| Job |
The lines to be copied run from the one containing "of the overcast" to the end of the material below; reproduce them exactly, including both ends, and nothing more.

| Pointing and labeling entries |

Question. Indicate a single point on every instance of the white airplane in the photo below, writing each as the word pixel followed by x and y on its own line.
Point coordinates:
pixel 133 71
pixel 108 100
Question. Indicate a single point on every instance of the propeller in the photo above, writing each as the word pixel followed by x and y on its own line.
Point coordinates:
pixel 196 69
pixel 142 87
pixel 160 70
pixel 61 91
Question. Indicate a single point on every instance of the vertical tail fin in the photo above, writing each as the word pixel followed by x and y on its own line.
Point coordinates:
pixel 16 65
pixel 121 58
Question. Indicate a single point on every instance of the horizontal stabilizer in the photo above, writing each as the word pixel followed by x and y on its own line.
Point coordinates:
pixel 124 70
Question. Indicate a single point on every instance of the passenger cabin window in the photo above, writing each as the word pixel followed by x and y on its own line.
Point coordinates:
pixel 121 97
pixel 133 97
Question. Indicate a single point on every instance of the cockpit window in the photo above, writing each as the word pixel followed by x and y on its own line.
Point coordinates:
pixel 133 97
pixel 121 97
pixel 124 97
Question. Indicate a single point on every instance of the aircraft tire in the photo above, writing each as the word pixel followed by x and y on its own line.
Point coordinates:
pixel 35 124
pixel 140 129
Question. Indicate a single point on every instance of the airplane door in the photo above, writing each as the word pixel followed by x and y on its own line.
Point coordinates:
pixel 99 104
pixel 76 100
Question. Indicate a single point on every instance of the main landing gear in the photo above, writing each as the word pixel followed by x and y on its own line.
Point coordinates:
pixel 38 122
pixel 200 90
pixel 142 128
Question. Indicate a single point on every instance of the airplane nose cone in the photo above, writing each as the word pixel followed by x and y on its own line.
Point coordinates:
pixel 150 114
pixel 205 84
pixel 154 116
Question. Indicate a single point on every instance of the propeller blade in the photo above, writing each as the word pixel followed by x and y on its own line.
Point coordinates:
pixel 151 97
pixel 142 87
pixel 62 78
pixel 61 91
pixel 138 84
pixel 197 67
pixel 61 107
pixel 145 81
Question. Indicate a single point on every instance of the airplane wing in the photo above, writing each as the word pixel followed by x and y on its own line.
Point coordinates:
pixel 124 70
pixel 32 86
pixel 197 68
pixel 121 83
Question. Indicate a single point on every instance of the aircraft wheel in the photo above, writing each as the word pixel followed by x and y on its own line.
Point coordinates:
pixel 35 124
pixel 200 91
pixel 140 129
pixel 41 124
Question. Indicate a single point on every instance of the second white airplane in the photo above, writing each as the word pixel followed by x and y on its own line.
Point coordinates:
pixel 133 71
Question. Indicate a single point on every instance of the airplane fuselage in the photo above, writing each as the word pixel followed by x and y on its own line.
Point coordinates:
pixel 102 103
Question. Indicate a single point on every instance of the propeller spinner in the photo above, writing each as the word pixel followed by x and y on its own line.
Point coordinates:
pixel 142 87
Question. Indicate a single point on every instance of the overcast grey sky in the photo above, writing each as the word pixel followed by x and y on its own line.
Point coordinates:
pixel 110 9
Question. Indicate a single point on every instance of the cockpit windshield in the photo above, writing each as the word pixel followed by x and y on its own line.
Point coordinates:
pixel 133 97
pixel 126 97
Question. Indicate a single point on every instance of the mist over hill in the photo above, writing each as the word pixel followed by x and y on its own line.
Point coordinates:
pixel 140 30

| Written answer |
Question. Indicate a single point on every instance of the overcast grey sky in the photo above, writing each as the word pixel followed by x and y on its own line.
Point coordinates:
pixel 110 9
Question. Indicate a single point on every instance of the cockpit windshield in the photo above, writing each as the word pixel followed by x and y on its own line.
Point coordinates:
pixel 133 97
pixel 126 97
Question. Indicate a single point on every instance of the mist over hill in the photo above, writing each as the word pixel followed by x and y on its own line.
Point coordinates:
pixel 140 30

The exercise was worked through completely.